Please repeat only the stretch of records running from the first line through the line that contains "Reviewer note: every instance of the green stalk".

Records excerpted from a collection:

════════

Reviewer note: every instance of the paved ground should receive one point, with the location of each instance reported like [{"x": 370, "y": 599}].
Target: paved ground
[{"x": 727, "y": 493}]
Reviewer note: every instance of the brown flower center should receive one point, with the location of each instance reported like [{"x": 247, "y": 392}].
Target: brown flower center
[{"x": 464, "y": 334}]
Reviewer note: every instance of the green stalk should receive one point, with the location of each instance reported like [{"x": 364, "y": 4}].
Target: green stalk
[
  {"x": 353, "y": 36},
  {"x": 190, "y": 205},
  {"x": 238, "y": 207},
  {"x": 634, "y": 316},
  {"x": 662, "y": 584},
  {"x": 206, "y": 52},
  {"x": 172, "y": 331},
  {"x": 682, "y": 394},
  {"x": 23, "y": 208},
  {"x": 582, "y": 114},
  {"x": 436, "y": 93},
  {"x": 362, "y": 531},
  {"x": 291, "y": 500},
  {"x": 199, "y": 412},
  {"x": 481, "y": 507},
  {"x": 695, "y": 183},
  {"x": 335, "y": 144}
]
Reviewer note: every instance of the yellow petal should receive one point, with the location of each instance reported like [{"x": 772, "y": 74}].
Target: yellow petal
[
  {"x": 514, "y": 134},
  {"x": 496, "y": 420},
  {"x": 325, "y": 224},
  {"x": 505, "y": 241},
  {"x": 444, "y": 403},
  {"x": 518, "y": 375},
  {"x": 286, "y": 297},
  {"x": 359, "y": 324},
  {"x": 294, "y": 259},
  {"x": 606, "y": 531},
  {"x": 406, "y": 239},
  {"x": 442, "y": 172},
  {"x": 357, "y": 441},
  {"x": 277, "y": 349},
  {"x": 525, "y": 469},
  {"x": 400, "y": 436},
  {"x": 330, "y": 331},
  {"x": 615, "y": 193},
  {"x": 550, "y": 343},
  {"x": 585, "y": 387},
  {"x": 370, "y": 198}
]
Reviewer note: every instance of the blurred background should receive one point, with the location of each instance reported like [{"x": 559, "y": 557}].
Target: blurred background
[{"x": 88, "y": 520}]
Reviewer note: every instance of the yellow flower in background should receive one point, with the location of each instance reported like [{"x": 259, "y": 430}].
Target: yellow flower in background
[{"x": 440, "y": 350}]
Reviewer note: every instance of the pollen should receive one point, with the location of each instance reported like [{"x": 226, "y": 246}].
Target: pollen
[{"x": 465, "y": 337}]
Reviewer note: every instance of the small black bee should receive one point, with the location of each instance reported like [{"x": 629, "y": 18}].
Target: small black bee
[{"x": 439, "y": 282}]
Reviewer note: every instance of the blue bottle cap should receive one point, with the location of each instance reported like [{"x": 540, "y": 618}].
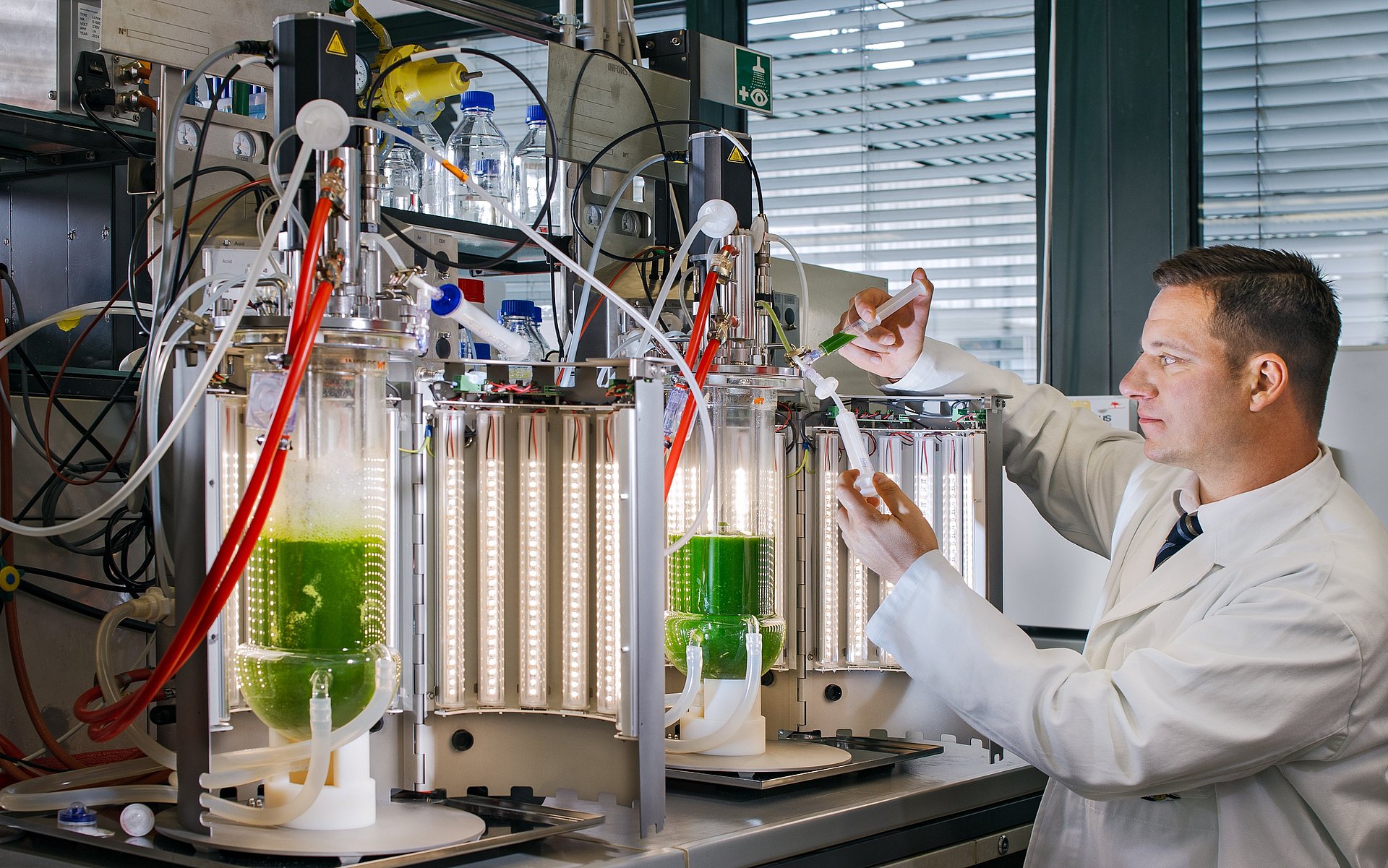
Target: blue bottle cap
[
  {"x": 77, "y": 815},
  {"x": 478, "y": 99},
  {"x": 447, "y": 303},
  {"x": 518, "y": 306}
]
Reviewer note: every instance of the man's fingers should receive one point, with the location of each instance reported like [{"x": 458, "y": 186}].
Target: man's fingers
[
  {"x": 861, "y": 357},
  {"x": 896, "y": 499}
]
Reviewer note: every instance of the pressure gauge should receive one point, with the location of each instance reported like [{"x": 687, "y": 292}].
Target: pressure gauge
[
  {"x": 246, "y": 147},
  {"x": 363, "y": 77},
  {"x": 187, "y": 135}
]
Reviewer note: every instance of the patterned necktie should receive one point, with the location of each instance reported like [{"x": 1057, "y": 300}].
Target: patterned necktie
[{"x": 1187, "y": 528}]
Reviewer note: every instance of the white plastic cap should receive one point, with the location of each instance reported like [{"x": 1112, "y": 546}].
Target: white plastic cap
[
  {"x": 721, "y": 215},
  {"x": 322, "y": 125},
  {"x": 137, "y": 820}
]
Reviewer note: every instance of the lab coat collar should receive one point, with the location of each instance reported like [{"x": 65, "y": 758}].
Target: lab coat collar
[{"x": 1234, "y": 528}]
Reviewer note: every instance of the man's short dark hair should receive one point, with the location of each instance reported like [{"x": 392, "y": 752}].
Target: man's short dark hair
[{"x": 1267, "y": 301}]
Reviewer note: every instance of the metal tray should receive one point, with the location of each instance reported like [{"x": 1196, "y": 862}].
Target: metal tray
[
  {"x": 867, "y": 753},
  {"x": 508, "y": 822}
]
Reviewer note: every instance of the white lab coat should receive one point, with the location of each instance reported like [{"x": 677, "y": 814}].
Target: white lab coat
[{"x": 1247, "y": 676}]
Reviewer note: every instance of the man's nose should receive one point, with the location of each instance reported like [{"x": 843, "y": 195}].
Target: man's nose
[{"x": 1136, "y": 384}]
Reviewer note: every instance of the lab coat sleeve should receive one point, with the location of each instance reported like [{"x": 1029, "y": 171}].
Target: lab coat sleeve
[
  {"x": 1072, "y": 465},
  {"x": 1267, "y": 677}
]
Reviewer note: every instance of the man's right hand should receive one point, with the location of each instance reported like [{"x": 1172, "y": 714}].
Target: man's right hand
[{"x": 894, "y": 345}]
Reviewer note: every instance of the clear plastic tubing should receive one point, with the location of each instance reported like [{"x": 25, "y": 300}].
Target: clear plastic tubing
[
  {"x": 315, "y": 584},
  {"x": 725, "y": 577},
  {"x": 562, "y": 258}
]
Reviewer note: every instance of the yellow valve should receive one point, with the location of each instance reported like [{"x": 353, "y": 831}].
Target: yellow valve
[{"x": 416, "y": 93}]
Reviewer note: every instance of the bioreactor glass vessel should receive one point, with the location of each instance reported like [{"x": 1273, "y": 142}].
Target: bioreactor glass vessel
[
  {"x": 317, "y": 578},
  {"x": 727, "y": 573}
]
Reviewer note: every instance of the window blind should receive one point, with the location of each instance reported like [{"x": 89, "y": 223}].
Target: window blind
[
  {"x": 1295, "y": 140},
  {"x": 904, "y": 135}
]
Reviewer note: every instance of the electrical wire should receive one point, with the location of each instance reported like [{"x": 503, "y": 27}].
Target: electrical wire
[{"x": 107, "y": 129}]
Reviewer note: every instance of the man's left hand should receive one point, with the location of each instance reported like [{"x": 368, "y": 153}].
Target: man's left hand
[{"x": 887, "y": 544}]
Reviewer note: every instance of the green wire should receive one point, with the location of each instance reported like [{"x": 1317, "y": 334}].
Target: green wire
[{"x": 781, "y": 332}]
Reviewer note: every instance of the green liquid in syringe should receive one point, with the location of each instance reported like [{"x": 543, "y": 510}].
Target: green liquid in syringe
[
  {"x": 715, "y": 583},
  {"x": 312, "y": 603}
]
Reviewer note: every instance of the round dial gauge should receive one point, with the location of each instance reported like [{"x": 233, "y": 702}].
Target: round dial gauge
[
  {"x": 363, "y": 77},
  {"x": 244, "y": 146},
  {"x": 187, "y": 135}
]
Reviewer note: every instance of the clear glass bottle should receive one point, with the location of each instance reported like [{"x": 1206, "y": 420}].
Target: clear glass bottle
[
  {"x": 531, "y": 170},
  {"x": 523, "y": 318},
  {"x": 434, "y": 178},
  {"x": 479, "y": 149},
  {"x": 725, "y": 577},
  {"x": 317, "y": 580},
  {"x": 400, "y": 178}
]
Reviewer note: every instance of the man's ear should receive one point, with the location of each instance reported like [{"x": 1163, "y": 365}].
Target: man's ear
[{"x": 1270, "y": 382}]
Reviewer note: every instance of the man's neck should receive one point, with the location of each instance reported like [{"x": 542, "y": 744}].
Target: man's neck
[{"x": 1244, "y": 476}]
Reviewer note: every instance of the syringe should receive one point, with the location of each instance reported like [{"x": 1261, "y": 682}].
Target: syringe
[{"x": 862, "y": 326}]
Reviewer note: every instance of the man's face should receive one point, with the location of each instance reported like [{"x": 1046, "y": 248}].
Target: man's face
[{"x": 1193, "y": 408}]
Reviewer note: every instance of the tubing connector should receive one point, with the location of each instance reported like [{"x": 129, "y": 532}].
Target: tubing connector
[{"x": 724, "y": 262}]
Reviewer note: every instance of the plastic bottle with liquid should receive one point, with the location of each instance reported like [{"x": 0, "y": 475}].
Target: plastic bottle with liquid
[
  {"x": 523, "y": 318},
  {"x": 531, "y": 170},
  {"x": 400, "y": 178},
  {"x": 434, "y": 178},
  {"x": 479, "y": 149}
]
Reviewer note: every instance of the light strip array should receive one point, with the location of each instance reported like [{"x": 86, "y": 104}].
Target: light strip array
[
  {"x": 535, "y": 562},
  {"x": 492, "y": 562},
  {"x": 608, "y": 523},
  {"x": 828, "y": 549},
  {"x": 453, "y": 541},
  {"x": 576, "y": 528}
]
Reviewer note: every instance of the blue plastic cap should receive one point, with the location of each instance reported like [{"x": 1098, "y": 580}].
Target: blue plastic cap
[
  {"x": 518, "y": 306},
  {"x": 447, "y": 303},
  {"x": 478, "y": 99}
]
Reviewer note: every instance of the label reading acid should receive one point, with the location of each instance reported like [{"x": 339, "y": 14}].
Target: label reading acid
[{"x": 89, "y": 22}]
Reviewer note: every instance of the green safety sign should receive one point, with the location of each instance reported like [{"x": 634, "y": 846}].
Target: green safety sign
[{"x": 754, "y": 80}]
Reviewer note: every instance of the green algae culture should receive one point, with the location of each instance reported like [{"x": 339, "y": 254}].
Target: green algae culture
[
  {"x": 715, "y": 583},
  {"x": 312, "y": 603}
]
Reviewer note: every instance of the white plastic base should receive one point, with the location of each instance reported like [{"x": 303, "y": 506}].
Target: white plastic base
[
  {"x": 721, "y": 699},
  {"x": 348, "y": 799}
]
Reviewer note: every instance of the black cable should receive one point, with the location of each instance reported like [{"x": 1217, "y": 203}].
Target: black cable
[
  {"x": 107, "y": 129},
  {"x": 591, "y": 164},
  {"x": 72, "y": 580},
  {"x": 92, "y": 612},
  {"x": 659, "y": 131},
  {"x": 149, "y": 212},
  {"x": 192, "y": 185},
  {"x": 552, "y": 157}
]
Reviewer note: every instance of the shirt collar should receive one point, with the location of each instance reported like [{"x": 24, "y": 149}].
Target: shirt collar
[{"x": 1311, "y": 486}]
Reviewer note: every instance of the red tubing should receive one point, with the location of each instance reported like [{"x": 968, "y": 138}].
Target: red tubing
[
  {"x": 706, "y": 306},
  {"x": 235, "y": 552},
  {"x": 672, "y": 460},
  {"x": 317, "y": 229}
]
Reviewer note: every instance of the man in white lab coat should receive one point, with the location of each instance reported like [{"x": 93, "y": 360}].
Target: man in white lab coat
[{"x": 1232, "y": 702}]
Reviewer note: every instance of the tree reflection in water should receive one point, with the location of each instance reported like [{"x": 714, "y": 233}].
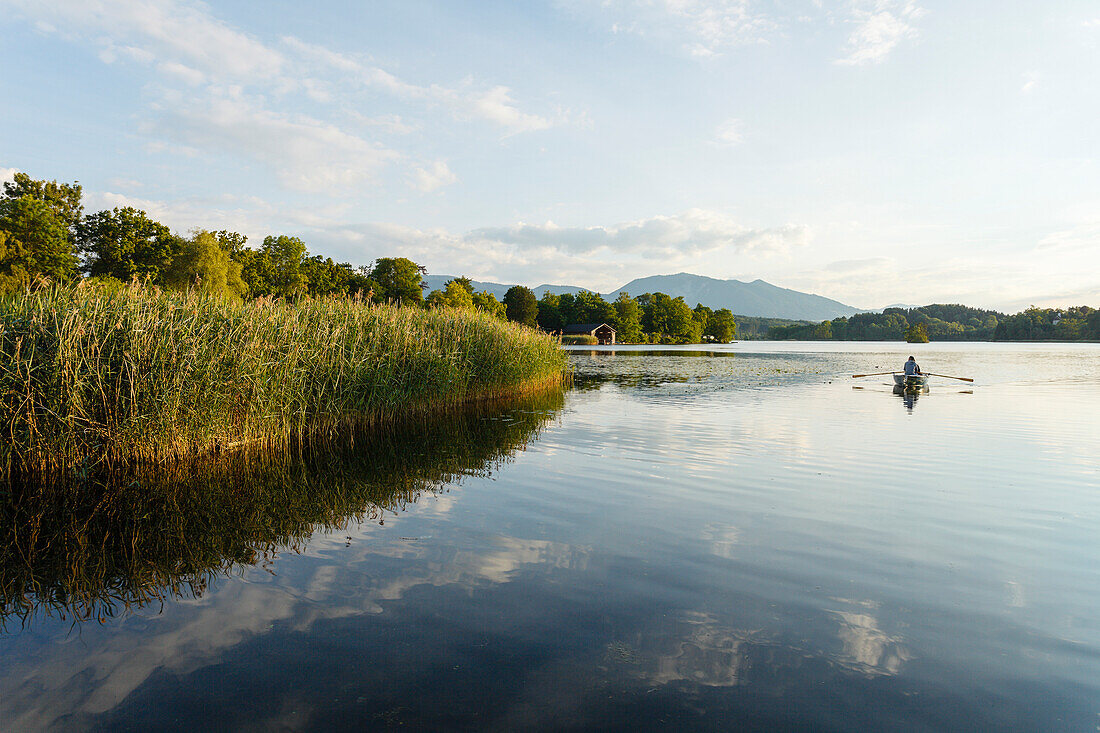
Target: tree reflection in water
[{"x": 102, "y": 546}]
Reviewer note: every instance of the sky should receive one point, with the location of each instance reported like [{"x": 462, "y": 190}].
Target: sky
[{"x": 871, "y": 151}]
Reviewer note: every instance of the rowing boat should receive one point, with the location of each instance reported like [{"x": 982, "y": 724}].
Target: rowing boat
[{"x": 910, "y": 381}]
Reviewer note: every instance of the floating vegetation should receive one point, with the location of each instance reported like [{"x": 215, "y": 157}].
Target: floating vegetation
[{"x": 90, "y": 375}]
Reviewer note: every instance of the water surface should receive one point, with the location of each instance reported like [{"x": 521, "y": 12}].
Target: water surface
[{"x": 690, "y": 539}]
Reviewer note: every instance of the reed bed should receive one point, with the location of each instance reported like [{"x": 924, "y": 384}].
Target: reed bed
[
  {"x": 91, "y": 376},
  {"x": 106, "y": 545}
]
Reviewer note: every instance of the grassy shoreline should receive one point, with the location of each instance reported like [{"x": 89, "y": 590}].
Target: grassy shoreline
[{"x": 92, "y": 375}]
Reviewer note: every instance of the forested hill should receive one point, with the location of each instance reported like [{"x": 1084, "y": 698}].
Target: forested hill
[
  {"x": 952, "y": 323},
  {"x": 757, "y": 299}
]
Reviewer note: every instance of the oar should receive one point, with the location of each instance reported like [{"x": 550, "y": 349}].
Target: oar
[{"x": 948, "y": 376}]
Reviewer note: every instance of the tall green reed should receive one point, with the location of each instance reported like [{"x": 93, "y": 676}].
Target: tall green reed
[{"x": 89, "y": 375}]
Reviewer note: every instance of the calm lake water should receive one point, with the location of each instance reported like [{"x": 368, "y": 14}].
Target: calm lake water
[{"x": 743, "y": 537}]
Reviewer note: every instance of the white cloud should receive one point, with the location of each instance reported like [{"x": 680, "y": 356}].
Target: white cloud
[
  {"x": 702, "y": 28},
  {"x": 730, "y": 132},
  {"x": 166, "y": 30},
  {"x": 1030, "y": 79},
  {"x": 592, "y": 256},
  {"x": 1081, "y": 238},
  {"x": 305, "y": 153},
  {"x": 389, "y": 123},
  {"x": 435, "y": 176},
  {"x": 219, "y": 88},
  {"x": 880, "y": 26}
]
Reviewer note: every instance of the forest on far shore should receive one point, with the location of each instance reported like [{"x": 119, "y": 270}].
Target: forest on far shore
[
  {"x": 45, "y": 237},
  {"x": 952, "y": 323}
]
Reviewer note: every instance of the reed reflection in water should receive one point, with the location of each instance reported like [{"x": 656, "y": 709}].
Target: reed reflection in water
[{"x": 103, "y": 546}]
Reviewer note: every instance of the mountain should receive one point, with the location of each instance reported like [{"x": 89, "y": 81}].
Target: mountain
[{"x": 755, "y": 298}]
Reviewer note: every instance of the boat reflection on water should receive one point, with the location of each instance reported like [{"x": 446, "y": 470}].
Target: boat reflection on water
[
  {"x": 910, "y": 394},
  {"x": 105, "y": 546}
]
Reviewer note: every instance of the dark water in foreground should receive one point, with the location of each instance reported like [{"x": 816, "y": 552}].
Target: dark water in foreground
[{"x": 685, "y": 540}]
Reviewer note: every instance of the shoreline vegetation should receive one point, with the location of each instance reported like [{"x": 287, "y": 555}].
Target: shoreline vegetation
[
  {"x": 107, "y": 545},
  {"x": 95, "y": 375},
  {"x": 950, "y": 323}
]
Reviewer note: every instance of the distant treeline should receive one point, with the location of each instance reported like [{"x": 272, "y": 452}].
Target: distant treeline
[
  {"x": 45, "y": 236},
  {"x": 952, "y": 323}
]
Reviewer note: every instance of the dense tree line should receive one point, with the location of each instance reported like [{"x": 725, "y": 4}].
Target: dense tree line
[
  {"x": 649, "y": 318},
  {"x": 44, "y": 234},
  {"x": 952, "y": 323}
]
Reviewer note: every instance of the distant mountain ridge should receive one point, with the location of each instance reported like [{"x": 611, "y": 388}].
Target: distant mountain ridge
[{"x": 756, "y": 298}]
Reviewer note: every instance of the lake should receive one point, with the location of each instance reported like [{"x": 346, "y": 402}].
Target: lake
[{"x": 690, "y": 538}]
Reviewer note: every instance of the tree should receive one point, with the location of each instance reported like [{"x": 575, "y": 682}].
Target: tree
[
  {"x": 397, "y": 280},
  {"x": 669, "y": 320},
  {"x": 722, "y": 327},
  {"x": 590, "y": 307},
  {"x": 487, "y": 302},
  {"x": 202, "y": 263},
  {"x": 286, "y": 275},
  {"x": 520, "y": 305},
  {"x": 63, "y": 199},
  {"x": 549, "y": 318},
  {"x": 125, "y": 243},
  {"x": 36, "y": 241},
  {"x": 455, "y": 294},
  {"x": 627, "y": 319}
]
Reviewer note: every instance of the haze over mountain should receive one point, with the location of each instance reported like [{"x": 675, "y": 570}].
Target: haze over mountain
[{"x": 755, "y": 298}]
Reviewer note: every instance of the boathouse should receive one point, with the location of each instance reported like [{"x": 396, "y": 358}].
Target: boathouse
[{"x": 603, "y": 332}]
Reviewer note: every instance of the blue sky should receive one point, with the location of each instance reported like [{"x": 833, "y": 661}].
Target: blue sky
[{"x": 871, "y": 151}]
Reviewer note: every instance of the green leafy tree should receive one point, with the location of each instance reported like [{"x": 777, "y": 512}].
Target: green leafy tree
[
  {"x": 63, "y": 199},
  {"x": 230, "y": 241},
  {"x": 721, "y": 326},
  {"x": 520, "y": 305},
  {"x": 287, "y": 275},
  {"x": 590, "y": 307},
  {"x": 627, "y": 320},
  {"x": 125, "y": 243},
  {"x": 257, "y": 271},
  {"x": 487, "y": 302},
  {"x": 549, "y": 318},
  {"x": 455, "y": 294},
  {"x": 204, "y": 264},
  {"x": 36, "y": 241},
  {"x": 669, "y": 320},
  {"x": 397, "y": 280},
  {"x": 565, "y": 309}
]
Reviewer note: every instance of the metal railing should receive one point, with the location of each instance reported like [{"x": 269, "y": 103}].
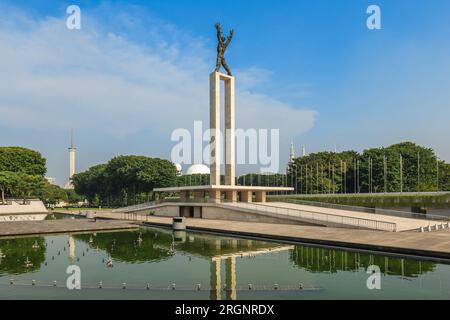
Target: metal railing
[
  {"x": 386, "y": 212},
  {"x": 318, "y": 217},
  {"x": 137, "y": 207}
]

════════

YOUR RESPONSE:
Reviewer note: every instance of the paved ground should receive one point, with the location of each instance reported like [{"x": 370, "y": 599}].
Target: paved ground
[{"x": 727, "y": 493}]
Reviewer note: every instance of the brown flower center should receive one point, with the location of each instance reported like [{"x": 247, "y": 392}].
Target: brown flower center
[{"x": 464, "y": 334}]
Reviewer note: every instance of the green stalk should receive one point, with the location of each instance reported like [{"x": 364, "y": 4}].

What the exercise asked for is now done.